MATERIAL FOR THE TASK:
- - - -

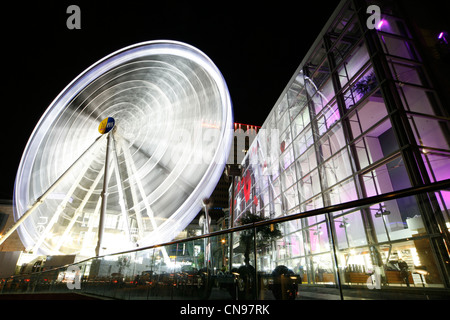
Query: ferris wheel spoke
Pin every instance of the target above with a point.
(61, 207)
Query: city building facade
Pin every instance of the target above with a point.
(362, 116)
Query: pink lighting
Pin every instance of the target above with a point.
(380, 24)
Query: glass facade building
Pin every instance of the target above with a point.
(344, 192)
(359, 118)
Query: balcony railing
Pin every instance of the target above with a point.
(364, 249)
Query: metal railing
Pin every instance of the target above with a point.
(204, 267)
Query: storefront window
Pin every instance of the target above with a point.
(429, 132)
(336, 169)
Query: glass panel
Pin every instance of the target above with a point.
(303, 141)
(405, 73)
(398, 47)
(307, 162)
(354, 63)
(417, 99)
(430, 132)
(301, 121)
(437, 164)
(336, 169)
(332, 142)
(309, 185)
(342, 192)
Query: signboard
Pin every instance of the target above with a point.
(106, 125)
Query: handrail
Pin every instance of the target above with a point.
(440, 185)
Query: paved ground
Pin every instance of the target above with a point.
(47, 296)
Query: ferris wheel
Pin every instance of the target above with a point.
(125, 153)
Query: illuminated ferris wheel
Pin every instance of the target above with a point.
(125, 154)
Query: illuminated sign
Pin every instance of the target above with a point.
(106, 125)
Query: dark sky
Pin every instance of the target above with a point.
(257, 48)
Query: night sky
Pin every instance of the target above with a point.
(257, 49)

- - - -

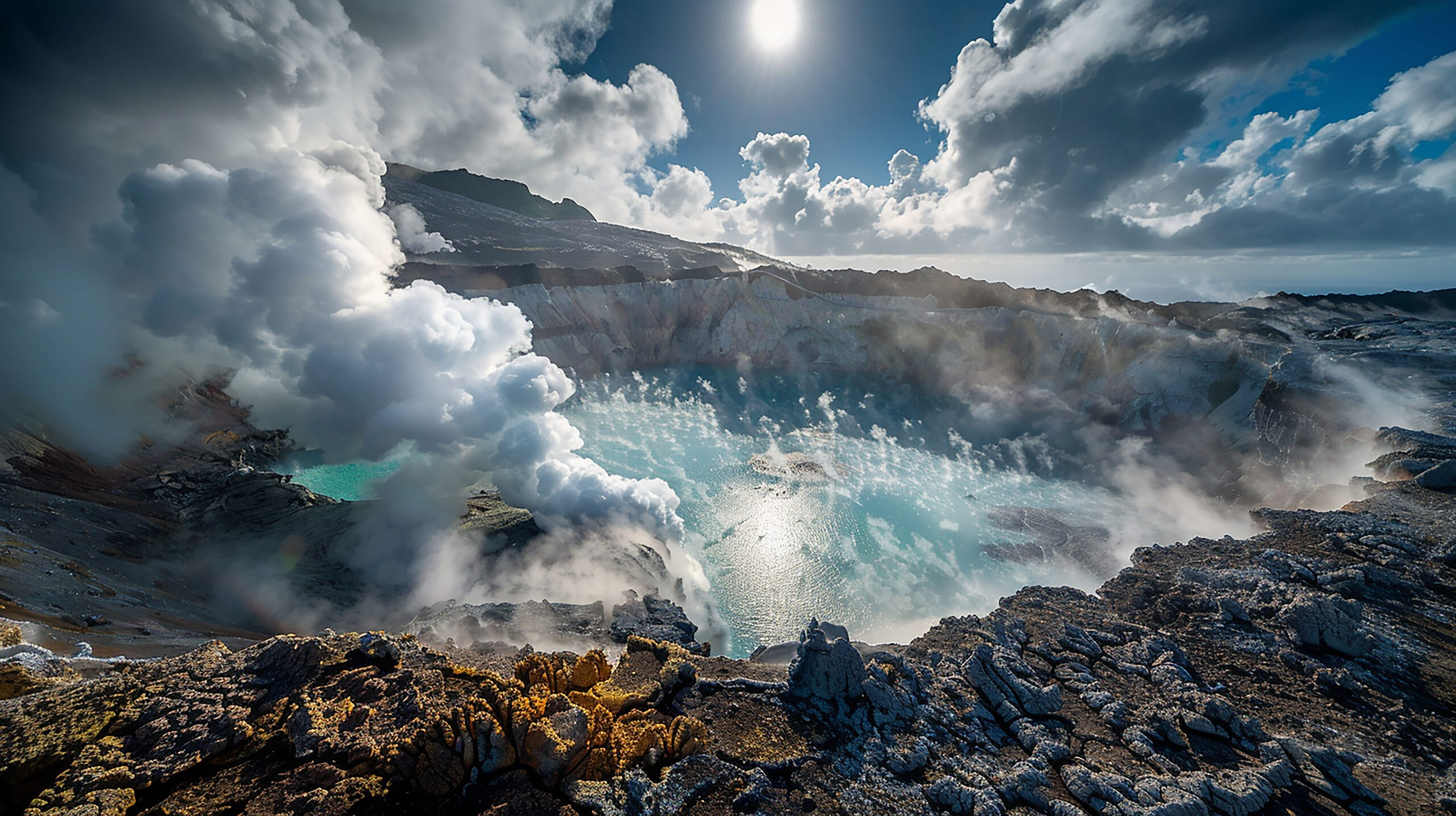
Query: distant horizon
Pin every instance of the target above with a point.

- - - -

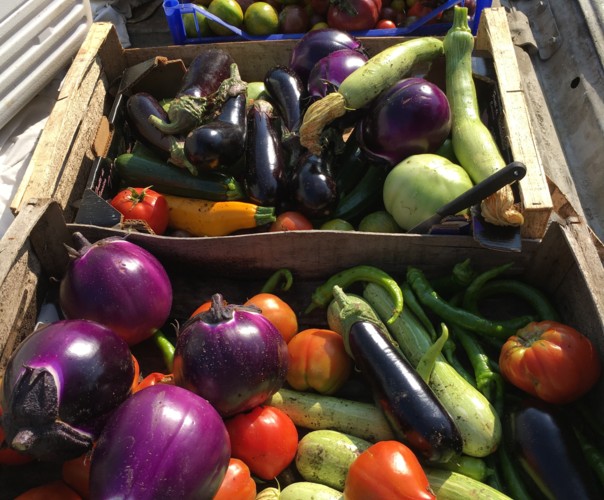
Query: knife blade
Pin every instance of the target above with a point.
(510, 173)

- - - -

TASK STATEMENT: Find each line in the entries above that contains the string "railing", and copy those lines.

OUTPUT FOR THIS TASK:
Query: balcony railing
Query: metal railing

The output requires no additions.